## start Supplied material
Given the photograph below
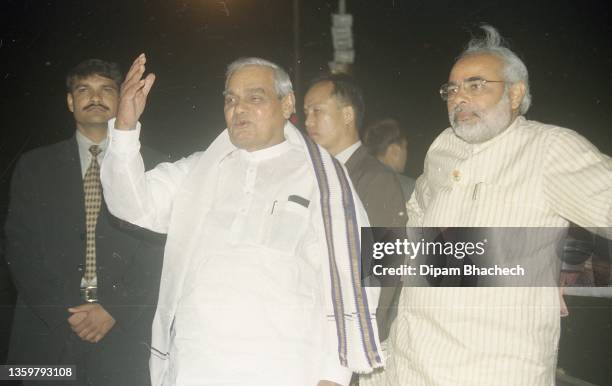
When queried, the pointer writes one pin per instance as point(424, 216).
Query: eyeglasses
point(472, 86)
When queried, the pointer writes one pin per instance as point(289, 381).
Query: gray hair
point(282, 83)
point(514, 69)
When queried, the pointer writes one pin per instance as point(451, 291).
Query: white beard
point(492, 122)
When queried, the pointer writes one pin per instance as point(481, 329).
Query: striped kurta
point(531, 175)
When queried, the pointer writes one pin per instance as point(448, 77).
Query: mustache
point(98, 105)
point(465, 109)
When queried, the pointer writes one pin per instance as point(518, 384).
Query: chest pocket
point(288, 224)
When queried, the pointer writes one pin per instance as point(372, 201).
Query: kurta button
point(456, 175)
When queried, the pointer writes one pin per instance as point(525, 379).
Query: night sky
point(404, 51)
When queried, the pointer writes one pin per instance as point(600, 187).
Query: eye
point(452, 89)
point(475, 86)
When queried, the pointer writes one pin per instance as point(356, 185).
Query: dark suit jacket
point(45, 233)
point(381, 194)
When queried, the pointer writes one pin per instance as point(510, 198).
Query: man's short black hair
point(347, 91)
point(379, 135)
point(91, 67)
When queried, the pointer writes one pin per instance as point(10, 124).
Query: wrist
point(124, 125)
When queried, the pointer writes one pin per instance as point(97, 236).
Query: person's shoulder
point(368, 163)
point(152, 157)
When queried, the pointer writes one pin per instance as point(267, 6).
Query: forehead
point(251, 78)
point(93, 80)
point(319, 93)
point(485, 66)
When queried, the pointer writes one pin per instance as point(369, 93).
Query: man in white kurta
point(245, 295)
point(494, 168)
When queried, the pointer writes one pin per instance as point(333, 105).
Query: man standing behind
point(494, 168)
point(256, 288)
point(87, 282)
point(386, 141)
point(334, 111)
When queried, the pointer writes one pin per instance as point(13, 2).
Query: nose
point(461, 97)
point(309, 120)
## end Supplied material
Work to do »
Switch every "Query" in the entries above to "Label" and reproduce all the lines otherwise unchanged. Omit the pictures from your reply.

Exercise response »
Given the photograph below
When queried, the pointer writes one pin per instance as point(424, 216).
Label: eyeglasses
point(472, 86)
When queried, the pointer writes one pin per instance as point(289, 381).
Label: gray hair
point(282, 83)
point(514, 69)
When queried, the pointer writes one pin per instance as point(451, 291).
Label: white beard
point(492, 122)
When queried, the pointer writes one pin per instance as point(481, 329).
Label: striped kurta
point(531, 175)
When queried, the pointer writes one pin per instance as point(448, 77).
Label: mustache
point(98, 105)
point(465, 109)
When queried, the pointer writes one pin per instance as point(518, 384).
Label: chest pocket
point(288, 224)
When queried, the pointer writes one pin per instance as point(372, 201).
Label: kurta button
point(456, 175)
When queried, the pointer writes one pin per instance as point(525, 379).
Label: night sky
point(404, 51)
When queried, the pointer writes one pin per instance as point(600, 187).
Label: eye
point(452, 89)
point(475, 86)
When queried, the pointer writes one pin per instance as point(356, 185).
Label: dark suit jacket
point(45, 233)
point(381, 194)
When queried, the pointer writes one pin per instance as point(510, 198).
Label: man's short black hair
point(347, 91)
point(379, 135)
point(91, 67)
When queried, the pointer writes one pin per instance as point(10, 124).
Label: wrist
point(124, 125)
When queried, the pointer writes one pin per instance as point(97, 236).
Label: person's shoulder
point(368, 163)
point(152, 157)
When queried, the pointer writes one pin per instance as point(267, 6).
Label: forehead
point(251, 78)
point(93, 80)
point(319, 93)
point(485, 66)
When queried, the pointer writes one pin per instance as point(369, 93).
Label: man in white kurta
point(245, 295)
point(494, 168)
When queried, the pointer writes one pin per instance as point(333, 105).
Label: man standing behind
point(494, 168)
point(256, 288)
point(87, 282)
point(386, 141)
point(334, 111)
When queried, the pointer writes one pin per instance as point(13, 2).
Label: nose
point(461, 97)
point(309, 120)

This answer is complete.